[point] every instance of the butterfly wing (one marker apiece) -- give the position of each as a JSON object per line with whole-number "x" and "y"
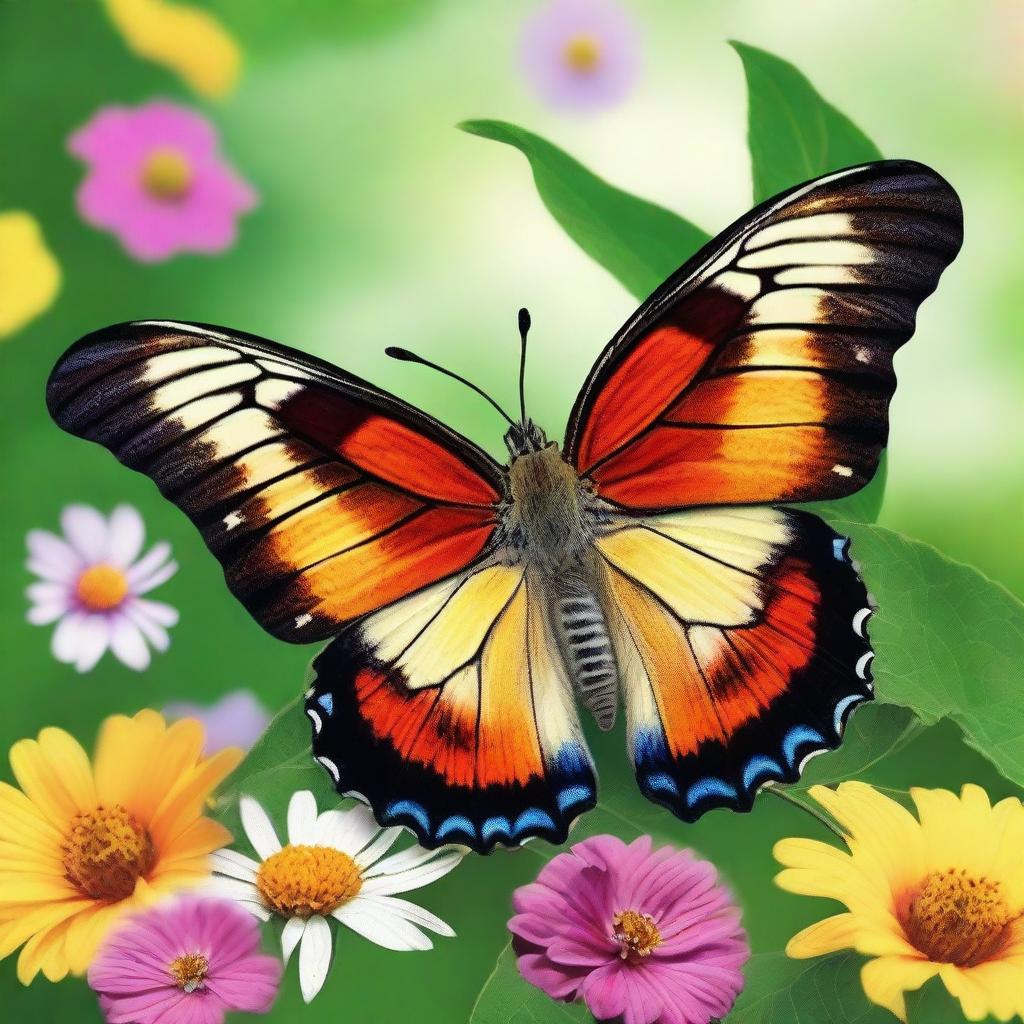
{"x": 762, "y": 370}
{"x": 324, "y": 498}
{"x": 740, "y": 635}
{"x": 451, "y": 713}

» **PROBLEM STATEMENT**
In the copy you write, the data above must appear exactly, with no pictures.

» **RESULT OF THE TASK**
[point] every instance of the butterfly wing (one marker apiece) -- give the position of each as a JSON object per line with whole-number "x" and "y"
{"x": 762, "y": 370}
{"x": 324, "y": 498}
{"x": 740, "y": 635}
{"x": 451, "y": 713}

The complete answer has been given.